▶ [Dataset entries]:
::::

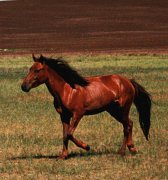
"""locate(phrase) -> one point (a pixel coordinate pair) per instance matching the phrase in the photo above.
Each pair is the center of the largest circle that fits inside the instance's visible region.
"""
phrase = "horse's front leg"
(74, 123)
(66, 124)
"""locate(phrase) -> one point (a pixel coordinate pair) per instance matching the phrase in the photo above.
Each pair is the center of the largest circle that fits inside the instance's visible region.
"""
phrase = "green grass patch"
(31, 130)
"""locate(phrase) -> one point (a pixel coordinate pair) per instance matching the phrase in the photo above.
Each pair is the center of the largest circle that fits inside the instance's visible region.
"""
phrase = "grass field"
(31, 131)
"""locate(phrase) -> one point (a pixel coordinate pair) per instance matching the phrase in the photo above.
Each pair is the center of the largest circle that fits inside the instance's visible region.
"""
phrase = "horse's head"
(37, 75)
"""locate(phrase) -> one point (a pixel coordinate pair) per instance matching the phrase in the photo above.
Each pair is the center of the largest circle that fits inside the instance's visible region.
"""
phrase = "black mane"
(69, 75)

::::

▶ [Problem to solve]: Please output the data above exactly as given, omitting every picture.

▶ [Final answer]:
"""locate(phrase) -> one point (a pixel coordinate pair) per instance matching the phrase in the photo above.
Each pair is the center of the largest circle that fits inside the instance's visible region.
"""
phrase = "horse's front leg"
(74, 123)
(66, 124)
"""locate(phrase) -> one point (a pixel coordinate pair) per instance matching the phrase in the photo above.
Each pair is the center of the largest circle that fits inside the instance's visible region.
"""
phrase = "green grass patch"
(31, 130)
"""locate(phrase) -> one point (a pixel coordinate pair) per instance matching the phrase in the photo above.
Each pair is the center of the largest circle that fits inside the instance's visible region.
"""
phrase = "grass field"
(31, 131)
"""locate(phrase) -> one point (a pixel coordinate pair) per instance matching the phrase in the photo above.
Each pair is the center of the largest circle that fits inside the instance's visible region.
"""
phrase = "horse's head"
(37, 75)
"""locate(phrase) -> one point (a pixel coordinate pair) per instance matching the phrase in the photo above.
Each pair is the center of the largest circle that fits inside the instance's visible region.
"""
phrase = "black mane"
(69, 75)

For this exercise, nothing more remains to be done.